---------- 抜粋
2012-07-17 11:00:24 | 映画

トスカーナの贋作 ( Copie Conforme 、2010年、仏・伊、106分)

監督:アッバス・キアロスタミ

ジュリエット・ビノシュ、ウィリアム・シメル

 

監督はイラン出身でたいへん有名な人のようであるが、これまで知らなかった。

イタリア・トスカーナのあるところで、本物と贋作に関する本を書いたイギリス人(ウィリアム・シメル)が講演会にやってくる。聴きにきた女性(ジュリエット・ビノシュ)と知り合い周辺を案内してもらううち、入ったカフェで夫婦と間違えられ、そのあと夫婦のふり/つもりで結婚式をやっている名所・レストランなどをめぐっていく。その間の会話を見ていると、それが演技なのか、この二人が夫婦としてこれまでの過去を背負った(冷静に見れば創作しているわけだが)ものとして言い合いをしているのか、双方向に往復しながら進行していく。

 

おそらく、人間というものは、その遺伝子、出自、これまでの生活からその「今」ができているものの、それはそんなに確としたものではなく、それをはかないととるか、これからまた始められるととるか、さあどうでしょうね?ということだろう。

 

監督は結論を出していないし、二人の結末は悲劇的でもハッピーでもない。だからハッピーエンド、といえないこともないのだが。
--------------------
*問題*.
• 1. この抜粋の「イタリア・トスカーナのあるところで」で始まる段落を、主な内容を残して箇条書きに書き直してください。
• 2. この抜粋から、「イタリア・トスカーナのあると」で始まり「に往復しながら進行していく。」で終わる部分を、一字も変えずに引用してください。
一覧はこの抜粋とは関係がありません。
---------- 提供一覧
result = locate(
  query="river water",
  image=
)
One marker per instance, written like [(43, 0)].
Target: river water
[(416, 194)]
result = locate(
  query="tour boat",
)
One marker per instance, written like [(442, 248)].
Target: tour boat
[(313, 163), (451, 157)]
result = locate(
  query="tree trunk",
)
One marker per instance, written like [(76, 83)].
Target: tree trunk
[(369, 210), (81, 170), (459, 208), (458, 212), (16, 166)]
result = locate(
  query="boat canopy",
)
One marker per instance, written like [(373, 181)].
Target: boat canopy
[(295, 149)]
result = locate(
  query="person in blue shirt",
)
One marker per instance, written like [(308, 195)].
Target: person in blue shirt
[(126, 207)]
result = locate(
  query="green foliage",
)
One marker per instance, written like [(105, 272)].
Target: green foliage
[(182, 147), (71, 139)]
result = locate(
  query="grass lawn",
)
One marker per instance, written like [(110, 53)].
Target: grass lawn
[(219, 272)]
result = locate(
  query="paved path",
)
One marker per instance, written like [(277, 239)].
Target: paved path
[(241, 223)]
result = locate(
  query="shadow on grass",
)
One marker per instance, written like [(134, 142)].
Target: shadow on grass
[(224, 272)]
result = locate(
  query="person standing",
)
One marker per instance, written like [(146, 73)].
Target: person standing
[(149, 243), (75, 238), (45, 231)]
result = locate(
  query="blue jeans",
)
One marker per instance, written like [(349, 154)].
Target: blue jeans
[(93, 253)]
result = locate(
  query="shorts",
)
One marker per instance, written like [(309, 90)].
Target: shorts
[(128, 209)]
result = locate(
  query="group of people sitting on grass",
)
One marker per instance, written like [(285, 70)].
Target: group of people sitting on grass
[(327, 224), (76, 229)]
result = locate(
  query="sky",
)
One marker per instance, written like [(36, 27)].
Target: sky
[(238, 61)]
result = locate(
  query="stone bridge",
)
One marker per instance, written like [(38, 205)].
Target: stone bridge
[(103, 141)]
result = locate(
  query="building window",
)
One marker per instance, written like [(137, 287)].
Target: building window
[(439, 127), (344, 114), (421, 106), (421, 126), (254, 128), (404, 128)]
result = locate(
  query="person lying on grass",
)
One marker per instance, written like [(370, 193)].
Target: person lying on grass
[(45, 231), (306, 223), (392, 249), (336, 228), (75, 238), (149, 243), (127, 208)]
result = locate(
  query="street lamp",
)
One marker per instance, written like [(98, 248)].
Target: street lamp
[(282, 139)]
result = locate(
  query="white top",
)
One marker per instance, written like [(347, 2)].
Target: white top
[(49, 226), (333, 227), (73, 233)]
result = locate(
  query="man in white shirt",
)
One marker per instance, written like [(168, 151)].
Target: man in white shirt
--------------------
*正解*.
• 1.
- イタリア・トスカーナのある場所に、本物と贋作に関する本を書いたイギリス人(ウィリアム・シメル)が講演会のためにやってくる。
- 講演を聴きに来た女性(ジュリエット・ビノシュ)と知り合い、周辺を案内してもらう。
- 入ったカフェで夫婦と間違えられる。その後は夫婦のふり/つもりで、結婚式をやっている名所やレストランなどをめぐる。
- 二人の会話は、演技なのか、過去を背負った夫婦としての言い合いなのか、その間を行き来しながら進んでいく。

• 2.
イタリア・トスカーナのあるところで、本物と贋作に関する本を書いたイギリス人(ウィリアム・シメル)が講演会にやってくる。聴きにきた女性(ジュリエット・ビノシュ)と知り合い周辺を案内してもらううち、入ったカフェで夫婦と間違えられ、そのあと夫婦のふり/つもりで結婚式をやっている名所・レストランなどをめぐっていく。その間の会話を見ていると、それが演技なのか、この二人が夫婦としてこれまでの過去を背負った(冷静に見れば創作しているわけだが)ものとして言い合いをしているのか、双方向に往復しながら進行していく。